GIVEN PROBLEM: Please reproduce, word for word, the stretch of the stack overflow message below that opens with the words containing "On Wed, Aug" and closes with "used 1000 bytes.".

TEXT:
--*--
Re: Stack overflow issue

From: Richard Guo <guofenglinux(at)gmail(dot)com>
To: Tom Lane <tgl(at)sss(dot)pgh(dot)pa(dot)us>
Cc: PostgreSQL Hackers <pgsql-hackers(at)lists(dot)postgresql(dot)org>, Егор Чиндяскин <kyzevan23(at)mail(dot)ru>, Alvaro Herrera <alvherre(at)alvh(dot)no-ip(dot)org>, mahendrakar s <mahendrakarforpg(at)gmail(dot)com>
Subject: Re: Stack overflow issue
Date: 2022-08-31 02:38:23
Message-ID: CAMbWs49H7=jV2oHdx_uzGyGUL_Lg4tS799KaLcHCUWa1VwggXw@mail.gmail.com
Views: Raw Message | Whole Thread | Download mbox | Resend email
Thread:
Lists: pgsql-hackers

On Wed, Aug 31, 2022 at 6:57 AM Tom Lane <tgl(at)sss(dot)pgh(dot)pa(dot)us> wrote:

> I wrote:
> > The upstream recommendation, which seems pretty sane to me, is to
> > simply reject any string exceeding some threshold length as not
> > possibly being a word. Apparently it's common to use thresholds
> > as small as 64 bytes, but in the attached I used 1000 bytes.
--*--
RAW DATA:
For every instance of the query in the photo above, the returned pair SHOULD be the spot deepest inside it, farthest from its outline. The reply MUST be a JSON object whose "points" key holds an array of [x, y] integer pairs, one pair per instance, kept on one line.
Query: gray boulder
--*--
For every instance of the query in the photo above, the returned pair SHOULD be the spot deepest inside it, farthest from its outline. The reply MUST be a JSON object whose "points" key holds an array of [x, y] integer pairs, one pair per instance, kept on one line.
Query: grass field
--*--
COMPLETE OUTPUT:
On Wed, Aug 31, 2022 at 6:57 AM Tom Lane <tgl(at)sss(dot)pgh(dot)pa(dot)us> wrote:

> I wrote:
> > The upstream recommendation, which seems pretty sane to me, is to
> > simply reject any string exceeding some threshold length as not
> > possibly being a word. Apparently it's common to use thresholds
> > as small as 64 bytes, but in the attached I used 1000 bytes.